Reproduce the following lines verbatim, omitting the pictures.
• • • •
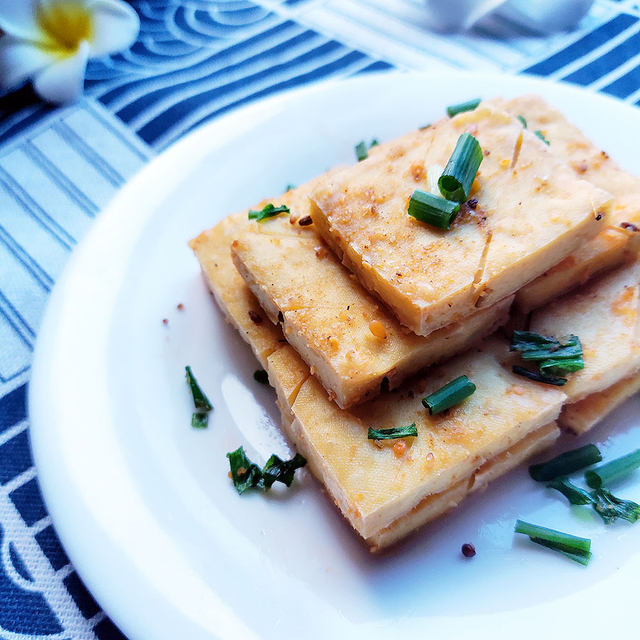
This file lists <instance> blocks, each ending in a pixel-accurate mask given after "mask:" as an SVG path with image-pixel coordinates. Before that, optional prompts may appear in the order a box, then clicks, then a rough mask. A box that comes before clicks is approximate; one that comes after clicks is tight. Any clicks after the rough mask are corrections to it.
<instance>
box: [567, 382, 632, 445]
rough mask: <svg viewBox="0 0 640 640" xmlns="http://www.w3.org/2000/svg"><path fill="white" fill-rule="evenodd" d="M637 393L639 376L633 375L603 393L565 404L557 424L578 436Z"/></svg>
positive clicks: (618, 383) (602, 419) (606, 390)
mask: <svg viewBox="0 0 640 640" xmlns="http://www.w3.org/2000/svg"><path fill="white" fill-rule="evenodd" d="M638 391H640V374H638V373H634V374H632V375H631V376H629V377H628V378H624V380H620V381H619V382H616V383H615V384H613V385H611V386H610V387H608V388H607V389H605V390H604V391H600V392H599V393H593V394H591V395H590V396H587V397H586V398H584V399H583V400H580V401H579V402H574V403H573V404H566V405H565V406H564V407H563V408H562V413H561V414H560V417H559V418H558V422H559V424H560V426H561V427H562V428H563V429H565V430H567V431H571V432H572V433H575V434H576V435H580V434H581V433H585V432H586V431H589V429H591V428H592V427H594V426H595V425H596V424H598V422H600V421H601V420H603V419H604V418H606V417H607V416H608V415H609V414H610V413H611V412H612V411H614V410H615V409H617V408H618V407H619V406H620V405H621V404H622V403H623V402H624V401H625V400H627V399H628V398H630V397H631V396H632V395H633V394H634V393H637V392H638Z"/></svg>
• • • •
**RESULT FOR THIS TASK**
This file lists <instance> blocks, each ending in a pixel-accurate mask given after "mask:" as an SVG path with image-pixel coordinates. Before that, optional prompts may appear in the order a box, then clicks, then a rough mask. A box that comes before clicks is approximate; one that comes after clicks is tight. Any clicks after the rough mask are corrections to it.
<instance>
box: [567, 382, 632, 445]
rough mask: <svg viewBox="0 0 640 640" xmlns="http://www.w3.org/2000/svg"><path fill="white" fill-rule="evenodd" d="M637 393L639 376L633 375L603 393L565 404L557 424L578 436Z"/></svg>
positive clicks: (618, 383) (602, 419) (606, 390)
mask: <svg viewBox="0 0 640 640" xmlns="http://www.w3.org/2000/svg"><path fill="white" fill-rule="evenodd" d="M638 391H640V374H638V373H634V374H632V375H631V376H629V377H628V378H624V380H620V381H619V382H616V383H615V384H613V385H611V386H610V387H608V388H607V389H605V390H604V391H600V392H599V393H593V394H591V395H590V396H587V397H586V398H584V399H583V400H580V401H579V402H574V403H573V404H566V405H565V406H564V407H563V408H562V413H561V414H560V417H559V418H558V422H559V424H560V426H561V427H562V428H563V429H565V430H567V431H571V432H572V433H575V434H576V435H580V434H581V433H585V432H586V431H589V429H591V428H592V427H594V426H595V425H596V424H598V422H600V421H601V420H603V419H604V418H606V417H607V416H608V415H609V414H610V413H611V412H612V411H614V410H615V409H617V408H618V407H619V406H620V405H621V404H622V403H623V402H624V401H625V400H627V399H628V398H630V397H631V396H632V395H633V394H634V393H637V392H638Z"/></svg>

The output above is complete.